• Liste des tâches:
**1)** Répondez à ces questions sur l'entretien avec Véronique Fayet :
(a) Quel âge a Véronique Fayet ?
(b) Depuis quand est-elle présidente du Secours Catholique ?
(c) De qui a-t-elle été l'adjointe à la Mairie de Bordeaux ?
**2)** Rédigez la suite de l'entretien avec Véronique Fayet, en commençant juste après la dernière phrase.

• Texte du document:
■ ■ ■ ■ ■
« Nous pouvons tous être acteurs de la lutte contre l’exclusion »

Publié le par Michel Monsay

« Nous pouvons tous être acteurs de la lutte contre l’exclusion »

Alors qu’elle avait mené jusqu’à présent une carrière politique et associative dans l’action sociale, Véronique Fayet, 61 ans, est depuis juin dernier, la première femme élue Présidente du Secours Catholique. D’ATD Quart Monde à la Mairie de Bordeaux en tant qu’adjointe d’Alain Juppé, sa priorité a toujours été la lutte contre l’exclusion et la précarité.

 

En quoi consistent les actions du Secours Catholique en France ?
■ ■ ■ ■ ■
• Informations fournies:
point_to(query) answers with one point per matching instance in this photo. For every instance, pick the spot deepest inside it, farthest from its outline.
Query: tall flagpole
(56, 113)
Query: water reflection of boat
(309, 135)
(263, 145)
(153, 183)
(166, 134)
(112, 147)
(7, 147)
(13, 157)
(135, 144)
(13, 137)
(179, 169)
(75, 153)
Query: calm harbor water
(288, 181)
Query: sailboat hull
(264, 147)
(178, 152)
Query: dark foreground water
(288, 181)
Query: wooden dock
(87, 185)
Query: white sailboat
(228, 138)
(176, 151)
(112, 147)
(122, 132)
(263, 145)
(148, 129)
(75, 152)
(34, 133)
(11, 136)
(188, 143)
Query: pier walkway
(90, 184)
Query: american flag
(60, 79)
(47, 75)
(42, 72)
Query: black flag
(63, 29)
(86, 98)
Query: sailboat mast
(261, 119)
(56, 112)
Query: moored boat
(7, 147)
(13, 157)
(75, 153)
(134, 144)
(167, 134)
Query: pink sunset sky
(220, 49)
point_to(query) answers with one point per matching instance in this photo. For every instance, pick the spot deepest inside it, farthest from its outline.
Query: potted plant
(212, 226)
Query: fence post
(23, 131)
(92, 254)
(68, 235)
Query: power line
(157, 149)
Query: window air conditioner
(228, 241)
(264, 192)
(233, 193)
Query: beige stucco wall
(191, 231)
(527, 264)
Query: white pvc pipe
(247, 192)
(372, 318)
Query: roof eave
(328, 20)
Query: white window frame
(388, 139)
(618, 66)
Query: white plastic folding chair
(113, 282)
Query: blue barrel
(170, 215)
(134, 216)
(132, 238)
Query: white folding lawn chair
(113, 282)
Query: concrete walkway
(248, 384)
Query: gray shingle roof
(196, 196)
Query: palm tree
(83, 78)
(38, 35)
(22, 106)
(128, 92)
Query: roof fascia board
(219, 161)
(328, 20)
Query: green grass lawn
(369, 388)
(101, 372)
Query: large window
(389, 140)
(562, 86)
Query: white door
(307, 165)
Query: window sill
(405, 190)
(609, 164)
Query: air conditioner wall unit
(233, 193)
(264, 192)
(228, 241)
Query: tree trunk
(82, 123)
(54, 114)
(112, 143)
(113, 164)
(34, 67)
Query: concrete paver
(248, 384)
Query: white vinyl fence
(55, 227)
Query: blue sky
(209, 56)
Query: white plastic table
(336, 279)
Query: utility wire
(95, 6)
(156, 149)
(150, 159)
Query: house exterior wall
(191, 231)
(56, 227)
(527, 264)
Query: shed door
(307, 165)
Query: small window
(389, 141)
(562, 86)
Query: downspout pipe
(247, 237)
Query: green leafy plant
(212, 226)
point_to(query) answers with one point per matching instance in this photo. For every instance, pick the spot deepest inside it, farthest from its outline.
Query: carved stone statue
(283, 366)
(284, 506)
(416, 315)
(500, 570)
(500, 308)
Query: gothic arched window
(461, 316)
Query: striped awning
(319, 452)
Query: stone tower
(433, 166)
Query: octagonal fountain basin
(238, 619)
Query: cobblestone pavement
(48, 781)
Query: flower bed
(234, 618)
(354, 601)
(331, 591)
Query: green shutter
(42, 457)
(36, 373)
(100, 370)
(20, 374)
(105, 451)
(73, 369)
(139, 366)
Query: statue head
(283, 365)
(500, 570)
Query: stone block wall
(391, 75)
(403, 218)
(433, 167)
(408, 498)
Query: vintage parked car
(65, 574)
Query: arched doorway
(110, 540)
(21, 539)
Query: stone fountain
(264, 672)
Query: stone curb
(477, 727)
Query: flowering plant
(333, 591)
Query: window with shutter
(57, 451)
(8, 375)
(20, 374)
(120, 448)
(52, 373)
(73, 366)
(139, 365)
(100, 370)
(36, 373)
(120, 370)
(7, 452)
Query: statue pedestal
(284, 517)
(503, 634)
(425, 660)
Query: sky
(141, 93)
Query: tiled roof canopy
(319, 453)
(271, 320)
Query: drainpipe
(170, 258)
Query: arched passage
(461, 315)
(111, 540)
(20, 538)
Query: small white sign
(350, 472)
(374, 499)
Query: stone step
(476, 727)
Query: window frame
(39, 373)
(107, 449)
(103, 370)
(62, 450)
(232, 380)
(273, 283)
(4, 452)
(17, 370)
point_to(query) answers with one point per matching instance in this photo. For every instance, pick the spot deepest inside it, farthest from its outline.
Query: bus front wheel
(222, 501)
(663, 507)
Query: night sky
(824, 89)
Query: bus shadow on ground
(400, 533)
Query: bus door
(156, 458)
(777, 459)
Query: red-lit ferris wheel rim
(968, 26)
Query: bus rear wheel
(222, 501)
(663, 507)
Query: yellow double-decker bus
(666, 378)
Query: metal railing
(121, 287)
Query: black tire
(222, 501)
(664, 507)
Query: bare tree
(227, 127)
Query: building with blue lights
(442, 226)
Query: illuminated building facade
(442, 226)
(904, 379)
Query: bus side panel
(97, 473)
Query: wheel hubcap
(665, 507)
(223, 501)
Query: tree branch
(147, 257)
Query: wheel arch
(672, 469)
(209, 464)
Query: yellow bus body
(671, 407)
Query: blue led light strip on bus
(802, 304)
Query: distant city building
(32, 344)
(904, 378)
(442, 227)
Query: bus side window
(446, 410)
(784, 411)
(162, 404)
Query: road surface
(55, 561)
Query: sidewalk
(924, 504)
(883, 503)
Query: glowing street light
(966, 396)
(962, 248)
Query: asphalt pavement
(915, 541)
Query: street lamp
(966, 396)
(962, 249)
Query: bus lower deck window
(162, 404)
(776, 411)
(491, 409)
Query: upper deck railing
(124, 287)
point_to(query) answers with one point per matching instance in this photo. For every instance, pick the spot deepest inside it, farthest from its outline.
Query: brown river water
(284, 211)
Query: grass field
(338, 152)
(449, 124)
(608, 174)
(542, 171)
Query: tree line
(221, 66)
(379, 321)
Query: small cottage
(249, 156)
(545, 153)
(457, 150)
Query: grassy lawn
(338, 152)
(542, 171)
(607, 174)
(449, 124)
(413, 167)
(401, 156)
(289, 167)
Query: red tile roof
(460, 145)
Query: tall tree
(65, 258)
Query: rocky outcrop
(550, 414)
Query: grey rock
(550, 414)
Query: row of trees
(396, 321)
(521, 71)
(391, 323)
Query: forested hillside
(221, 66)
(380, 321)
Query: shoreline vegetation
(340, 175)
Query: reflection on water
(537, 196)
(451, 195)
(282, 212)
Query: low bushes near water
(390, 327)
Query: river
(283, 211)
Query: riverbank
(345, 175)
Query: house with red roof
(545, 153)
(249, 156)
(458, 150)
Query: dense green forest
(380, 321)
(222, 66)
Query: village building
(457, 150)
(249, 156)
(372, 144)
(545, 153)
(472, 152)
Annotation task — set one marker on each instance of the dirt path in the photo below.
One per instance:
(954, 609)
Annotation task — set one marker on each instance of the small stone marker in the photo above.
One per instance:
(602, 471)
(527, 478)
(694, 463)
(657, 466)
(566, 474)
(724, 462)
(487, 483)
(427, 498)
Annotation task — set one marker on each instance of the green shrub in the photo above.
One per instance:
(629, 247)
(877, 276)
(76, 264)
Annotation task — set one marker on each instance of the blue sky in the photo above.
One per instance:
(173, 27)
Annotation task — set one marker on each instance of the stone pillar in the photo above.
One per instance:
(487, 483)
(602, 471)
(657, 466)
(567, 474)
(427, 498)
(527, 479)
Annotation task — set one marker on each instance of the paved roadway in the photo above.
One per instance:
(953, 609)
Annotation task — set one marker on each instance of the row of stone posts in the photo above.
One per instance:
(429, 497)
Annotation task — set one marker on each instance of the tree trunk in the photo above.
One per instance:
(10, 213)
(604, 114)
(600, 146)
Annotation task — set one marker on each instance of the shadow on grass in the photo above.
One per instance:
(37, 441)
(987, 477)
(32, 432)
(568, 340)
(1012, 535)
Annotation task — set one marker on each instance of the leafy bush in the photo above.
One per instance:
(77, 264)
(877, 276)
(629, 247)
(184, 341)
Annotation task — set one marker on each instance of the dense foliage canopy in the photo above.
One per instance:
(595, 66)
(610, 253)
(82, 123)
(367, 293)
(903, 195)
■ ■ ■ ■ ■
• Réponses attendues:
**1)**
(a) 61 ans.
(b) Depuis juin dernier.
(c) D'Alain Juppé.

**2)**
Véronique Fayet - Le Secours Catholique en France, c’est 1000 salariés, 62 000 bénévoles, entre 600 000 et 800 000 donateurs, pour accueillir 1 million et demi de personnes chaque année. Notre but est d’agir sur les causes de la pauvreté et de redonner à ces personnes le pouvoir d’être autonome. Nous sommes implantés sur la totalité du territoire avec des actions en faveur du logement, de l’emploi, des actions de soutien aux familles mais aussi des actions dans les prisons. Dans la ruralité, nous travaillons avec des personnes âgées, des agriculteurs en difficulté, des personnes isolées pour lesquelles nous allons inventer un moyen de transport. Autre exemple, à Calais nous nous occupons de migrants étrangers qui vivent dans une situation de dénuement extrême. Cette misère qui dure depuis une vingtaine d’années, bien avant Sangatte, a conduit nos bénévoles à se structurer pour répondre à ce besoin particulier, notamment en proposant encore un vestiaire, l’un des tous derniers que nous avons.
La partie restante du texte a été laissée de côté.